* **DATA FOR PROCESSING**
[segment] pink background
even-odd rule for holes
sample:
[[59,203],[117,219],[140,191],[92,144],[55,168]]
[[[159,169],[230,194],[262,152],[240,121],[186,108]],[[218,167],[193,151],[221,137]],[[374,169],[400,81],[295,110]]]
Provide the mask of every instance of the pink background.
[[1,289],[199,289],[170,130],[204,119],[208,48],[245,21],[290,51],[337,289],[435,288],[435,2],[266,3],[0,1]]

* **EXERCISE DESCRIPTION**
Write the entire listing out again, word for word.

* **ANSWER FOR THIS EXERCISE**
[segment] pink background
even-odd rule for holes
sample:
[[59,203],[117,219],[140,191],[92,144],[55,168]]
[[[159,169],[230,194],[262,152],[240,121],[186,108]],[[218,167],[193,151],[221,137]],[[374,169],[400,81],[295,110]]]
Provide the mask of every instance of the pink background.
[[1,289],[199,289],[170,130],[204,119],[208,48],[245,21],[290,51],[337,289],[435,288],[435,2],[266,3],[0,1]]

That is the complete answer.